** Assignment A **
According to the passage on visual representation, what did the team train the LoRA on?
** Assignment B **
Decide whether each statement agrees with the passage on visual representation. For each, answer yes or no and quote the words of the passage that settle it.
(i) The Google Colab Notebook came from the faculty of the course.
(ii) Setting up the Google Colab environment was difficult for the team.
(iii) The initial sketches were ready for training without any preparation.

** Passage provided **

Visual Representation

We trained a LoRA on Le Corbusier’s sketches to visualise our project and generate visual representations illustrating the architects’ discussion. The faculty of this course provided us with a Google Colab Notebook that became an invaluable resource for our team as we learned how to fine-tune a Stable Diffusion model using Low-Rank Adaptation (LoRA) techniques. The notebook starts with setting up the Google Colab environment, which is straightforward, thanks to the detailed instructions on installing necessary libraries and dependencies. We found the data preprocessing section particularly helpful as we progressed, guiding us through preparing our dataset for training. The clear explanations and code snippets for configuring the Stable Diffusion model with LoRA made the process much more accessible, even though it’s an advanced technique to reduce the parameter space for more efficient training.

One of the standout aspects of this notebook was its focus on practical implementation. The sections on hyperparameter tuning, iterative training processes, and evaluation metrics gave us a deeper understanding of optimizing model performance. We appreciated the advanced troubleshooting tips and optimization strategies, which helped us overcome several common issues during the fine-tuning process. By following this notebook, we improved our technical skills and gained confidence in using LoRA to enhance large neural networks for specific tasks. This hands-on experience has been instrumental in advancing our knowledge and capabilities in deep learning and image generation.

The initial sketches we obtained were challenging to process, so we needed to clean and describe them adequately before training.

** Information supplied **

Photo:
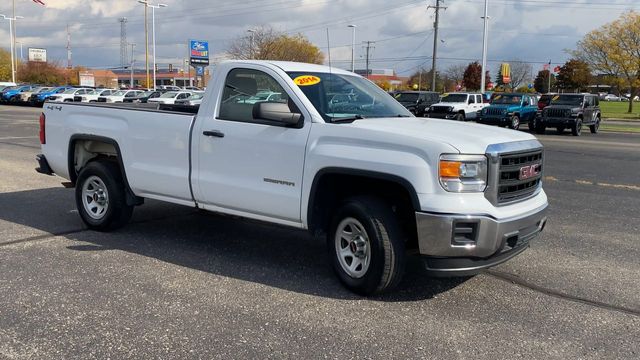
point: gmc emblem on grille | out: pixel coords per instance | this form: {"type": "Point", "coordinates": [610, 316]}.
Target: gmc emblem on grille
{"type": "Point", "coordinates": [529, 171]}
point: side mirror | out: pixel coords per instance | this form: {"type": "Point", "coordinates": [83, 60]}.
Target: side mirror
{"type": "Point", "coordinates": [276, 111]}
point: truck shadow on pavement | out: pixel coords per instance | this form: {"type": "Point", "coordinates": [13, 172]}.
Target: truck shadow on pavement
{"type": "Point", "coordinates": [225, 246]}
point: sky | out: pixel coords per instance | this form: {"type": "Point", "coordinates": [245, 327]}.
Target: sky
{"type": "Point", "coordinates": [535, 31]}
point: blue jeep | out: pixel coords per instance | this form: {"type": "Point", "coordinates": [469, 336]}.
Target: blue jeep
{"type": "Point", "coordinates": [39, 98]}
{"type": "Point", "coordinates": [13, 95]}
{"type": "Point", "coordinates": [510, 110]}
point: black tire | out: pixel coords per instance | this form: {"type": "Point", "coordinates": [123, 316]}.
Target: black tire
{"type": "Point", "coordinates": [595, 127]}
{"type": "Point", "coordinates": [385, 241]}
{"type": "Point", "coordinates": [117, 212]}
{"type": "Point", "coordinates": [515, 122]}
{"type": "Point", "coordinates": [576, 129]}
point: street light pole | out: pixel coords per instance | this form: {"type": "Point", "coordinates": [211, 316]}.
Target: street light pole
{"type": "Point", "coordinates": [485, 40]}
{"type": "Point", "coordinates": [353, 46]}
{"type": "Point", "coordinates": [13, 44]}
{"type": "Point", "coordinates": [251, 31]}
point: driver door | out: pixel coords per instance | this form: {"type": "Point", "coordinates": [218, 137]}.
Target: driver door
{"type": "Point", "coordinates": [248, 166]}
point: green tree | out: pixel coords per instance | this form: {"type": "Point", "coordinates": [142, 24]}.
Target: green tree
{"type": "Point", "coordinates": [5, 65]}
{"type": "Point", "coordinates": [541, 83]}
{"type": "Point", "coordinates": [267, 44]}
{"type": "Point", "coordinates": [614, 50]}
{"type": "Point", "coordinates": [574, 75]}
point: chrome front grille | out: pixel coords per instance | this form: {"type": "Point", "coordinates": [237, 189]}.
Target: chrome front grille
{"type": "Point", "coordinates": [494, 111]}
{"type": "Point", "coordinates": [511, 185]}
{"type": "Point", "coordinates": [515, 171]}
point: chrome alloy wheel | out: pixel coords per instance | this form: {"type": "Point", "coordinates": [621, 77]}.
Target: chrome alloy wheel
{"type": "Point", "coordinates": [95, 197]}
{"type": "Point", "coordinates": [353, 247]}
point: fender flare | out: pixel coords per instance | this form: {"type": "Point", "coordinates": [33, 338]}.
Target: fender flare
{"type": "Point", "coordinates": [132, 199]}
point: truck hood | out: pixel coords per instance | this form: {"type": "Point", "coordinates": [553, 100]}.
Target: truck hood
{"type": "Point", "coordinates": [468, 138]}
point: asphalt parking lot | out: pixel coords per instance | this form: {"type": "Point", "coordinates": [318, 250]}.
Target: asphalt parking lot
{"type": "Point", "coordinates": [179, 283]}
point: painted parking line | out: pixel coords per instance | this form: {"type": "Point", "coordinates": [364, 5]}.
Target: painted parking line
{"type": "Point", "coordinates": [595, 183]}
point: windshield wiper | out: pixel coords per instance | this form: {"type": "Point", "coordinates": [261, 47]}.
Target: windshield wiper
{"type": "Point", "coordinates": [347, 119]}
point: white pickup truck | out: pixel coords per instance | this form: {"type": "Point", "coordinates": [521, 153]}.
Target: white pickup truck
{"type": "Point", "coordinates": [457, 106]}
{"type": "Point", "coordinates": [367, 175]}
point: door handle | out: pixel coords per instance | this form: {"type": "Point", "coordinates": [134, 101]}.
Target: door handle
{"type": "Point", "coordinates": [216, 133]}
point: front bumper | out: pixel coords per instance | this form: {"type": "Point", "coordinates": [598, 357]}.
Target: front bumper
{"type": "Point", "coordinates": [458, 245]}
{"type": "Point", "coordinates": [494, 120]}
{"type": "Point", "coordinates": [555, 121]}
{"type": "Point", "coordinates": [448, 116]}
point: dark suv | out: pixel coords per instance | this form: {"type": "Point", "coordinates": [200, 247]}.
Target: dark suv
{"type": "Point", "coordinates": [571, 111]}
{"type": "Point", "coordinates": [417, 101]}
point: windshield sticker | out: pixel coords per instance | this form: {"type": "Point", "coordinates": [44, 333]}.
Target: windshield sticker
{"type": "Point", "coordinates": [306, 80]}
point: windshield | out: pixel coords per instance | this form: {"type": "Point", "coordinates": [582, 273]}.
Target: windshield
{"type": "Point", "coordinates": [170, 94]}
{"type": "Point", "coordinates": [507, 99]}
{"type": "Point", "coordinates": [575, 100]}
{"type": "Point", "coordinates": [360, 97]}
{"type": "Point", "coordinates": [455, 98]}
{"type": "Point", "coordinates": [407, 97]}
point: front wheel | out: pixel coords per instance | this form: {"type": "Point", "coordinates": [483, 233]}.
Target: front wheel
{"type": "Point", "coordinates": [100, 196]}
{"type": "Point", "coordinates": [515, 122]}
{"type": "Point", "coordinates": [366, 246]}
{"type": "Point", "coordinates": [595, 127]}
{"type": "Point", "coordinates": [576, 129]}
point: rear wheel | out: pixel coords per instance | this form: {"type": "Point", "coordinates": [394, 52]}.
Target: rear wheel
{"type": "Point", "coordinates": [100, 196]}
{"type": "Point", "coordinates": [366, 246]}
{"type": "Point", "coordinates": [576, 129]}
{"type": "Point", "coordinates": [595, 127]}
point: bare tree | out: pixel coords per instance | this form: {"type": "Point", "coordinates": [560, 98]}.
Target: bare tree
{"type": "Point", "coordinates": [520, 73]}
{"type": "Point", "coordinates": [265, 43]}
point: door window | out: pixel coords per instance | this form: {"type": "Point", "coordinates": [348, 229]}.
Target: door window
{"type": "Point", "coordinates": [246, 87]}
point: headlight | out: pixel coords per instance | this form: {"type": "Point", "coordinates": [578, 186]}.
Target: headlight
{"type": "Point", "coordinates": [463, 173]}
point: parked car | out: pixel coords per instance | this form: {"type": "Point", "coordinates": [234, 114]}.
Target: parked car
{"type": "Point", "coordinates": [144, 97]}
{"type": "Point", "coordinates": [69, 94]}
{"type": "Point", "coordinates": [509, 109]}
{"type": "Point", "coordinates": [93, 95]}
{"type": "Point", "coordinates": [170, 97]}
{"type": "Point", "coordinates": [25, 96]}
{"type": "Point", "coordinates": [612, 97]}
{"type": "Point", "coordinates": [169, 87]}
{"type": "Point", "coordinates": [12, 94]}
{"type": "Point", "coordinates": [417, 101]}
{"type": "Point", "coordinates": [193, 100]}
{"type": "Point", "coordinates": [376, 181]}
{"type": "Point", "coordinates": [39, 98]}
{"type": "Point", "coordinates": [571, 111]}
{"type": "Point", "coordinates": [120, 95]}
{"type": "Point", "coordinates": [457, 106]}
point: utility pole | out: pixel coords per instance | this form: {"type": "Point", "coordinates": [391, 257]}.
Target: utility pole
{"type": "Point", "coordinates": [123, 42]}
{"type": "Point", "coordinates": [133, 62]}
{"type": "Point", "coordinates": [69, 66]}
{"type": "Point", "coordinates": [435, 42]}
{"type": "Point", "coordinates": [368, 48]}
{"type": "Point", "coordinates": [146, 46]}
{"type": "Point", "coordinates": [485, 39]}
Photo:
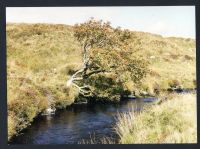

** Response A **
Le Corbusier’s sketches.

** Response B **
(i) Yes: "The faculty of this course provided us with a Google Colab Notebook"
(ii) No: "setting up the Google Colab environment, which is straightforward"
(iii) No: "we needed to clean and describe them adequately before training."